→ **Exercise prompt**:
Reproduce all of the material below with "even-odd rule" swapped for "nonzero winding rule" wherever it occurs, changing nothing else, and leave the pictures out of your answer.

☆ ☆ ☆ ☆ ☆ ☆ ☆

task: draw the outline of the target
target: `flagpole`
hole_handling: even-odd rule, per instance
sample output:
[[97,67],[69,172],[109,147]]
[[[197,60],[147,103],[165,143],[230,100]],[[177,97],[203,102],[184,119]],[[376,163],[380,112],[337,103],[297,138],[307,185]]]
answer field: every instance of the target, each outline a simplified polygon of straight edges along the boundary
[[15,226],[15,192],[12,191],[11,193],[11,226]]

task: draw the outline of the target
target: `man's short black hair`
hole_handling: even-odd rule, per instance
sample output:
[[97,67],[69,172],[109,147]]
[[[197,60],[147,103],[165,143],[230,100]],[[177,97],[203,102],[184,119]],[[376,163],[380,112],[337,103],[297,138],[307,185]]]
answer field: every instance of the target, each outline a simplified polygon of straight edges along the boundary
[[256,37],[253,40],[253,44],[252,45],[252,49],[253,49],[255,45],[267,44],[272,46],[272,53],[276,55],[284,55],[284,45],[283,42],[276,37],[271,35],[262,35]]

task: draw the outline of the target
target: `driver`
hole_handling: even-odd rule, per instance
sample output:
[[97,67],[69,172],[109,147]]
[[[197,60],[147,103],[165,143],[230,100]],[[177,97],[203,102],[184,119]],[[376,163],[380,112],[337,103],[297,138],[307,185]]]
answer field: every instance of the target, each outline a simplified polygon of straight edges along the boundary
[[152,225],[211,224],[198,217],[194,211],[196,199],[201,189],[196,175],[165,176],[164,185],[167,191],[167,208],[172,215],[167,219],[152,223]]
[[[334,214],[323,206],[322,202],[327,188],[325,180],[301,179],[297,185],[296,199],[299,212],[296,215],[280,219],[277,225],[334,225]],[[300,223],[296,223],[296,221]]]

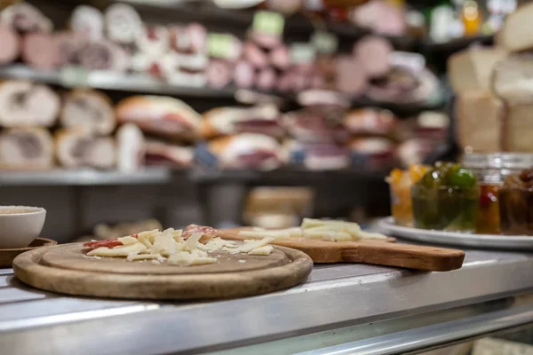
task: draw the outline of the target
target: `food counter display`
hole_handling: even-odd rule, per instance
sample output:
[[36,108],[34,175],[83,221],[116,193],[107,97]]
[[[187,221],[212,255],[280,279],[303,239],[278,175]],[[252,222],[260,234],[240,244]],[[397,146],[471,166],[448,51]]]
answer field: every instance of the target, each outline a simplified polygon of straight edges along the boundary
[[62,296],[1,269],[0,348],[11,354],[426,351],[530,325],[532,267],[531,255],[479,250],[466,250],[463,267],[449,272],[317,264],[305,283],[285,291],[180,303]]

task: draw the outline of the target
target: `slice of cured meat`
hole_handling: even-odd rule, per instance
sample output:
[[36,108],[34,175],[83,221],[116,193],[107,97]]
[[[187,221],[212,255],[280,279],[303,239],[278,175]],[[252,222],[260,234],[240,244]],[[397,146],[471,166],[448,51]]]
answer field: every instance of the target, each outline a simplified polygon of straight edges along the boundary
[[207,67],[206,76],[209,86],[223,88],[231,83],[232,66],[225,60],[211,59]]
[[99,41],[104,37],[104,15],[92,6],[76,6],[70,15],[70,29],[91,41]]
[[145,132],[184,138],[195,137],[202,120],[185,102],[163,96],[131,96],[116,105],[115,115]]
[[171,168],[188,168],[195,157],[194,149],[158,140],[147,142],[146,163]]
[[17,128],[0,134],[0,168],[48,169],[53,164],[53,140],[48,130]]
[[63,127],[100,135],[110,134],[116,126],[111,99],[94,90],[68,92],[65,96],[60,121]]
[[49,87],[26,81],[0,84],[0,124],[4,127],[52,126],[60,100]]
[[4,9],[0,13],[0,22],[21,34],[51,33],[53,29],[52,21],[39,9],[25,2],[19,2]]
[[67,168],[115,166],[116,147],[110,137],[96,137],[85,130],[63,130],[56,136],[58,161]]
[[391,43],[376,36],[362,38],[354,45],[354,55],[362,65],[368,77],[383,76],[389,72],[391,66],[388,57],[392,51]]
[[240,60],[234,70],[234,83],[238,88],[250,89],[255,83],[255,70],[248,61]]
[[147,150],[142,131],[133,123],[126,123],[116,131],[117,167],[119,171],[134,172],[141,169]]
[[137,11],[125,4],[113,4],[105,12],[107,38],[122,44],[131,44],[142,31]]
[[22,60],[37,69],[52,69],[60,64],[60,48],[53,35],[30,33],[22,39]]
[[0,25],[0,64],[14,61],[20,52],[19,35],[10,28]]
[[243,56],[254,67],[261,69],[268,65],[266,54],[256,44],[248,42],[243,48]]
[[349,56],[335,59],[335,86],[341,92],[359,96],[367,85],[367,77],[361,63]]

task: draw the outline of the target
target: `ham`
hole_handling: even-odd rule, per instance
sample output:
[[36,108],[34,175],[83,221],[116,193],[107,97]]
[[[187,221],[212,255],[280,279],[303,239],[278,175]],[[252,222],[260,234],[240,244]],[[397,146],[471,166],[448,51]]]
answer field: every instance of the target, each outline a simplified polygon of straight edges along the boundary
[[142,32],[137,11],[126,4],[113,4],[104,13],[107,38],[121,44],[131,44]]
[[60,163],[67,168],[110,169],[116,163],[113,138],[78,130],[63,130],[57,133],[56,155]]
[[30,33],[22,40],[22,60],[37,69],[52,69],[60,64],[60,48],[53,35]]
[[70,15],[70,29],[91,41],[104,38],[104,15],[95,7],[78,5]]
[[0,134],[0,168],[49,169],[53,165],[53,140],[41,128],[17,128]]
[[59,96],[45,85],[27,81],[0,84],[0,124],[4,127],[52,126],[60,108]]
[[20,38],[11,28],[0,24],[0,65],[12,63],[20,52]]
[[116,126],[111,99],[94,90],[75,90],[65,96],[60,116],[66,128],[88,130],[99,135],[110,134]]

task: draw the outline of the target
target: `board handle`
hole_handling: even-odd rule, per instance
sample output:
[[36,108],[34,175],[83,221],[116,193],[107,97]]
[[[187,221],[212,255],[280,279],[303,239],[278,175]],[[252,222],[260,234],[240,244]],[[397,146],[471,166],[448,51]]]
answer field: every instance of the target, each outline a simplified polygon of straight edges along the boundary
[[343,250],[343,261],[405,267],[428,272],[461,268],[465,252],[436,247],[398,243],[360,243]]

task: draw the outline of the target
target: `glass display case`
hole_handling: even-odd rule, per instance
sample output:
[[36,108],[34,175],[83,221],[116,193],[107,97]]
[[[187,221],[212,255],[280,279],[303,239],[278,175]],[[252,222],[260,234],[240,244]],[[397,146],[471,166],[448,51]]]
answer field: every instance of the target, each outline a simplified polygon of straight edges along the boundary
[[10,354],[400,354],[463,344],[465,352],[457,345],[430,354],[485,354],[482,347],[503,346],[502,339],[519,347],[532,342],[532,268],[531,255],[479,250],[466,250],[464,266],[450,272],[317,264],[306,282],[286,291],[195,303],[61,296],[28,288],[3,269],[0,348]]

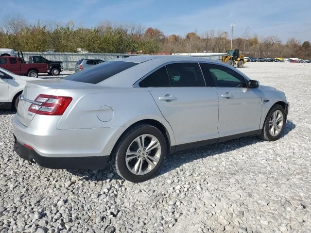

☆ ☆ ☆ ☆ ☆ ☆ ☆

→ **The solution**:
task: draw the outline of the target
target: `flagpole`
hole_handling: nonzero winding rule, per instance
sample output:
[[97,67],[69,172],[109,147]]
[[[197,60],[147,103],[165,143],[230,100]],[[177,97],[203,102],[184,119]],[[376,163],[380,112],[337,103],[297,138],[307,185]]]
answer field: every instance of the target, each outline a simplified polygon of straight edges along the boundary
[[15,226],[15,192],[12,191],[11,193],[11,226]]

task: draw the outline of the target
target: `man's short black hair`
hole_handling: nonzero winding rule, per instance
sample output:
[[97,67],[69,172],[109,147]]
[[[197,60],[147,103],[165,143],[230,100]],[[177,97],[203,102],[184,119]],[[376,163],[380,112],[337,103],[297,138],[307,185]]]
answer field: every instance of the target, each outline a simplified polygon of straight edges along the boundary
[[256,37],[253,40],[253,44],[252,45],[252,49],[253,49],[255,45],[267,44],[272,46],[272,53],[276,55],[284,55],[284,45],[283,42],[276,37],[271,35],[262,35]]

task: draw the outline of the target
target: `driver`
hole_handling: nonzero winding rule, per instance
sample output:
[[97,67],[69,172],[109,147]]
[[[197,60],[147,103],[165,143],[230,100]],[[177,97],[203,102],[184,119]],[[376,163],[380,112],[337,103],[297,138],[307,185]]]
answer field: every instance of the target, each outline a simplified polygon of straight edges along the boundary
[[152,225],[211,224],[198,217],[194,211],[196,199],[201,189],[196,175],[165,176],[164,185],[167,191],[167,208],[172,215],[167,219],[152,223]]
[[[334,214],[323,206],[322,202],[327,188],[325,180],[301,179],[297,185],[296,199],[299,212],[296,215],[280,219],[277,225],[334,225]],[[300,223],[296,223],[296,221]]]

task: draw the outline of the target
target: `food counter display`
hole_handling: nonzero winding rule, per instance
sample output:
[[36,108],[34,175],[83,221],[116,193],[107,97]]
[[[187,221],[212,255],[280,279],[303,239],[278,175]],[[252,222],[260,234],[240,244]],[[397,146],[471,166],[448,51]]]
answer field: every instance of the target, each outline a simplified polygon of straight edges along the boundary
[[62,296],[1,269],[0,348],[11,354],[426,351],[530,325],[532,267],[531,255],[479,250],[466,250],[463,267],[449,272],[317,264],[305,283],[285,291],[180,303]]

task: draw the outline of the target
target: `slice of cured meat`
hole_handling: nonzero winding rule, per instance
sample output:
[[36,108],[34,175],[83,221],[116,193],[107,97]]
[[[187,221],[212,255],[280,279],[303,239],[278,175]],[[252,222],[260,234],[240,244]],[[397,146],[471,166],[448,51]]]
answer field: every instance of the target, each outline a simplified polygon of straight edges along the boundary
[[207,67],[206,76],[209,86],[223,88],[231,83],[232,66],[225,60],[211,59]]
[[99,41],[104,37],[104,15],[92,6],[76,6],[70,15],[70,29],[91,41]]
[[145,132],[184,138],[195,137],[202,120],[185,102],[163,96],[131,96],[116,105],[115,115]]
[[171,168],[188,168],[195,157],[194,149],[158,140],[147,142],[146,163]]
[[17,128],[0,134],[0,168],[48,169],[53,164],[53,140],[48,130]]
[[63,127],[100,135],[110,134],[116,126],[111,99],[94,90],[68,92],[65,96],[60,121]]
[[49,87],[26,81],[0,84],[0,124],[4,127],[52,126],[60,100]]
[[4,9],[0,13],[0,22],[21,34],[51,33],[53,29],[52,21],[39,9],[25,2],[19,2]]
[[67,168],[115,166],[116,147],[110,137],[96,137],[85,130],[63,130],[56,136],[58,161]]
[[391,43],[376,36],[362,38],[354,45],[354,55],[362,65],[368,77],[383,76],[389,72],[391,66],[388,57],[392,51]]
[[240,60],[234,70],[234,83],[238,88],[250,89],[255,83],[255,70],[248,61]]
[[147,150],[142,131],[133,123],[126,123],[116,131],[117,167],[119,171],[134,172],[141,169]]
[[137,11],[125,4],[113,4],[105,12],[107,38],[122,44],[131,44],[142,31]]
[[22,60],[37,69],[52,69],[60,64],[60,48],[53,35],[30,33],[22,39]]
[[0,25],[0,64],[14,61],[20,52],[19,35],[10,28]]
[[243,56],[254,67],[261,69],[268,65],[266,54],[256,44],[248,42],[243,48]]
[[349,56],[335,59],[335,86],[341,92],[359,96],[367,85],[367,77],[361,63]]

task: draw the outline of the target
target: `ham`
hole_handling: nonzero winding rule, per instance
sample output:
[[36,108],[34,175],[83,221],[116,193],[107,97]]
[[[187,221],[212,255],[280,279],[303,239],[278,175]],[[252,222],[260,234],[240,244]],[[397,146],[471,166],[448,51]]]
answer field: every instance of the target, each outline a simplified polygon of straight edges along the boundary
[[142,32],[137,11],[126,4],[113,4],[104,13],[107,38],[121,44],[131,44]]
[[60,163],[67,168],[110,169],[116,163],[113,138],[78,130],[63,130],[57,133],[56,155]]
[[30,33],[22,40],[22,60],[37,69],[52,69],[60,64],[60,48],[53,35]]
[[70,15],[70,29],[91,41],[104,38],[104,15],[95,7],[78,5]]
[[0,134],[0,168],[49,169],[53,165],[53,140],[41,128],[17,128]]
[[59,96],[45,85],[27,81],[0,84],[0,124],[4,127],[52,126],[60,108]]
[[20,38],[11,28],[0,24],[0,65],[12,63],[20,52]]
[[116,126],[111,99],[94,90],[75,90],[65,96],[60,116],[66,128],[88,130],[99,135],[110,134]]

task: draw the outline of the target
target: `board handle`
hole_handling: nonzero winding rule, per instance
sample output:
[[36,108],[34,175],[83,221],[116,193],[107,97]]
[[[187,221],[212,255],[280,279],[303,239],[278,175]],[[252,222],[260,234],[240,244]],[[397,146],[471,166],[448,51]]]
answer field: every instance of the target, each outline a simplified polygon of straight edges along the boundary
[[343,250],[343,261],[405,267],[428,272],[461,268],[465,252],[436,247],[398,243],[360,243]]

task: draw the outline of the target
target: `glass display case`
hole_handling: nonzero winding rule, per instance
sample output:
[[36,108],[34,175],[83,221],[116,193],[107,97]]
[[[187,221],[212,255],[280,279],[303,239],[278,175]],[[252,222],[260,234],[240,244]],[[397,146],[471,166],[448,51]]]
answer field: every instance of the target, each outline a simplified polygon of straight edges along the boundary
[[10,354],[400,354],[463,344],[465,352],[457,345],[430,354],[485,354],[482,347],[503,346],[502,339],[519,347],[532,342],[532,268],[531,255],[479,250],[466,250],[464,266],[450,272],[317,264],[306,282],[286,291],[195,303],[61,296],[28,288],[3,269],[0,348]]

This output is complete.